**Exercise brief**:
Render the stretch of the listing from the line containing "Task: kindly identify the dog's tail tip" through the line containing "Target: dog's muzzle", both ends included, as a JSON list of strings with one string per line, omitting any blank lines.

##############################

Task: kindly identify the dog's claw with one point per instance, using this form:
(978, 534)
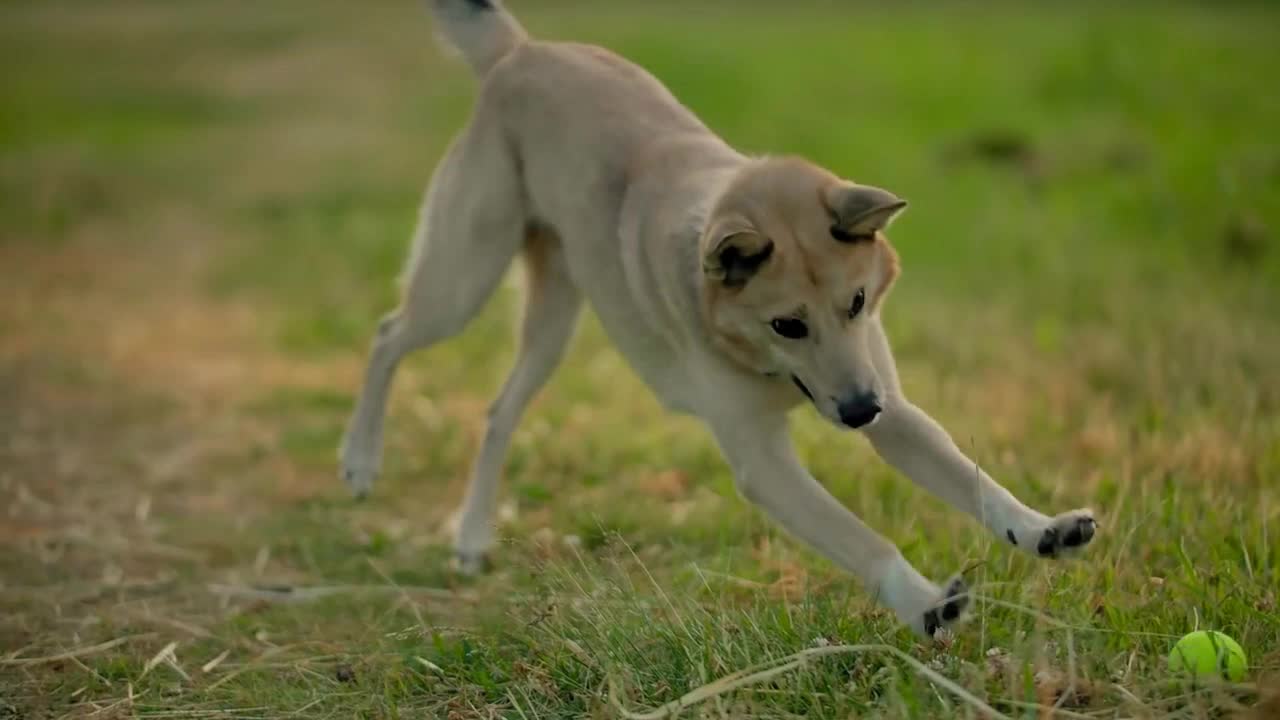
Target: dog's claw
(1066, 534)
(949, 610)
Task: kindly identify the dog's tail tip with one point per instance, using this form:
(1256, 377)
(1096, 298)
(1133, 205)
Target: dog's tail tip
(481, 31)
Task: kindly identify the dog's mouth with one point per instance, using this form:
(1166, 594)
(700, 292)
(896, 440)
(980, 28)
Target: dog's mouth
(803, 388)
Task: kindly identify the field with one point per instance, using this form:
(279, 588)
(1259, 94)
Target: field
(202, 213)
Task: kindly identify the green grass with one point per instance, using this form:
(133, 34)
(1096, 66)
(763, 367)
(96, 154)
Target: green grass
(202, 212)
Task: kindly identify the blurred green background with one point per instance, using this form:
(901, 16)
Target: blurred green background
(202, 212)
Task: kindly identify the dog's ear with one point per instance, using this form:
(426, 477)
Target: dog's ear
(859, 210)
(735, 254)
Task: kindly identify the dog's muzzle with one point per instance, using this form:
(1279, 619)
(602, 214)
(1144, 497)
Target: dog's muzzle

##############################

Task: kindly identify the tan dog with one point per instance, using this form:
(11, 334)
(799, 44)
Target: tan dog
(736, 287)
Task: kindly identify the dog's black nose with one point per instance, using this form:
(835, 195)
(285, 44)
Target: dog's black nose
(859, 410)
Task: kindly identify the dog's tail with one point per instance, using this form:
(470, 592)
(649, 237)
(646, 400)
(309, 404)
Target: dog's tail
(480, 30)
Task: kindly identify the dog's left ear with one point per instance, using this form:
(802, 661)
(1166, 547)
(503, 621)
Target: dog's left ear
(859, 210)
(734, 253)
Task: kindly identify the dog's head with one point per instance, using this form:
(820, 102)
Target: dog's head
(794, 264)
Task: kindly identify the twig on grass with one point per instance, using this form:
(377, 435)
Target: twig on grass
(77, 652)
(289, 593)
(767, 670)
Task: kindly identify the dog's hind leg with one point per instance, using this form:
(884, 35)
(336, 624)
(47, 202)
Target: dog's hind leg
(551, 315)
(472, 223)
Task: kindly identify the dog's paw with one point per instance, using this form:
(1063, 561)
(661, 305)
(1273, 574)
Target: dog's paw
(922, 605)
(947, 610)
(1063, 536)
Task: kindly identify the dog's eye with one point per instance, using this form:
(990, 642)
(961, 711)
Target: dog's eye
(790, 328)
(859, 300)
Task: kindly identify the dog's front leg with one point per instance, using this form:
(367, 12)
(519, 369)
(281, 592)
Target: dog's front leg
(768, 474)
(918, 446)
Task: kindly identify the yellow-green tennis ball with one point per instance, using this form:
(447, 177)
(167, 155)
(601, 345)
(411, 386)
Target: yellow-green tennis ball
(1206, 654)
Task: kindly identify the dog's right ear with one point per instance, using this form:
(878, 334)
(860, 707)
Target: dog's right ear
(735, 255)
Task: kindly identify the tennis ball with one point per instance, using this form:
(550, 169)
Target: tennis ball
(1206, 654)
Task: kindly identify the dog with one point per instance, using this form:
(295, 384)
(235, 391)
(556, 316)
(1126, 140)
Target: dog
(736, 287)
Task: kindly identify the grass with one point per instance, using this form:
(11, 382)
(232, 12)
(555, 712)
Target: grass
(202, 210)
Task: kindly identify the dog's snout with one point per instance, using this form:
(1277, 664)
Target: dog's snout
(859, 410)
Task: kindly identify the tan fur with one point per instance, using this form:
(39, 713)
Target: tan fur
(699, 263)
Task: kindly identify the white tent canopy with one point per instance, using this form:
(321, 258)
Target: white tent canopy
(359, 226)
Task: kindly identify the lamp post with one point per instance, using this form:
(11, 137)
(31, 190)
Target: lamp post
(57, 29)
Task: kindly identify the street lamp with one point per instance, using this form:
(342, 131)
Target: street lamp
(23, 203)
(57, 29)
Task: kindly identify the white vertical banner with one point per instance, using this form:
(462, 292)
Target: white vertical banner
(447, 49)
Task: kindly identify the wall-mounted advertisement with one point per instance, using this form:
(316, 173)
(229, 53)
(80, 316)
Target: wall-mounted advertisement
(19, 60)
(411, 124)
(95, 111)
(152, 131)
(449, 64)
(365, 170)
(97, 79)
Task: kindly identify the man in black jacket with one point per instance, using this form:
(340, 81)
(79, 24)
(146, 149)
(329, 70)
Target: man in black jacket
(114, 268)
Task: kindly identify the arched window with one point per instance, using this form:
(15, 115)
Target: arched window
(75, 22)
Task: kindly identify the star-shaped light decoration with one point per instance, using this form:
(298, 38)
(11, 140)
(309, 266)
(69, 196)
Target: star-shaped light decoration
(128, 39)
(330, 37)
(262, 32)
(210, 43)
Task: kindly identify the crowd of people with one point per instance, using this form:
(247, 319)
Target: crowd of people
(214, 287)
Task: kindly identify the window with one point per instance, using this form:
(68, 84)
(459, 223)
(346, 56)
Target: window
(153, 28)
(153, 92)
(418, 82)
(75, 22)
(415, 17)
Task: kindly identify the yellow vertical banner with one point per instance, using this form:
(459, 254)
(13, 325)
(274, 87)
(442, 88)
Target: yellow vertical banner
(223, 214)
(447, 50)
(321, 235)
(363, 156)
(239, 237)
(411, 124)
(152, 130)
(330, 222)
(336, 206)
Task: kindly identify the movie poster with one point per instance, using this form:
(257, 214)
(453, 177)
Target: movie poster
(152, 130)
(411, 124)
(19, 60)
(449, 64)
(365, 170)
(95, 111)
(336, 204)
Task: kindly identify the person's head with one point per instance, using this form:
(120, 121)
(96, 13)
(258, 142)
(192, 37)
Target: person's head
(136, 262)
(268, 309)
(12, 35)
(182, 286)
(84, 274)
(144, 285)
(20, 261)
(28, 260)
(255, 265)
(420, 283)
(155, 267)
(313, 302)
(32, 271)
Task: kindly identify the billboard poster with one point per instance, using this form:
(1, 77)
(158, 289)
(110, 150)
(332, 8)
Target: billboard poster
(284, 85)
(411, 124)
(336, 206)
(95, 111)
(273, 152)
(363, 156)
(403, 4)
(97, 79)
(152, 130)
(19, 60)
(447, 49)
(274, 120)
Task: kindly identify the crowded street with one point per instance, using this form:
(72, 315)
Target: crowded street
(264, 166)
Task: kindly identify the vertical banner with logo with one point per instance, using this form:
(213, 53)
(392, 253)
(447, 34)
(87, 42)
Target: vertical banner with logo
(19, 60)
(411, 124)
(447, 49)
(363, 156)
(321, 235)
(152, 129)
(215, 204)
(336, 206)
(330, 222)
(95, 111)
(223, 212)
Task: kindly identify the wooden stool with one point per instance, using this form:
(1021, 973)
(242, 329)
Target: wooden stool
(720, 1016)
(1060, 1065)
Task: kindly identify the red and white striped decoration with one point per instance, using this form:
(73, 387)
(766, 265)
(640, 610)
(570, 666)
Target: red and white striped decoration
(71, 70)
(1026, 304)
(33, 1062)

##############################

**Result of this task**:
[
  "Task: kindly identify the dog's tail tip with one point per instance, using this form:",
  "(1256, 377)",
  "(1096, 298)",
  "(1133, 205)",
  "Target: dog's tail tip",
  "(481, 31)",
  "Task: kindly identify the dog's mouth with one point per instance, using this form:",
  "(1166, 594)",
  "(700, 292)",
  "(896, 440)",
  "(980, 28)",
  "Target: dog's mouth",
  "(803, 388)",
  "Task: kindly identify the field with one point per instance, using this form:",
  "(279, 588)",
  "(1259, 94)",
  "Target: field",
  "(202, 213)",
  "Task: kindly identify the green grass with one point per instance, using this form:",
  "(133, 34)",
  "(1096, 66)",
  "(763, 367)",
  "(96, 154)",
  "Target: green grass",
  "(202, 212)",
  "Task: kindly identify the blurred green background with one point per instance, using this form:",
  "(901, 16)",
  "Target: blurred green background",
  "(202, 212)",
  "Task: kindly identify the dog's ear with one point per instance, using this form:",
  "(426, 477)",
  "Target: dog's ear",
  "(859, 210)",
  "(735, 254)",
  "Task: kindly identify the dog's muzzle with one point per instance, using this form:",
  "(1279, 619)",
  "(602, 214)",
  "(1144, 497)",
  "Target: dog's muzzle"
]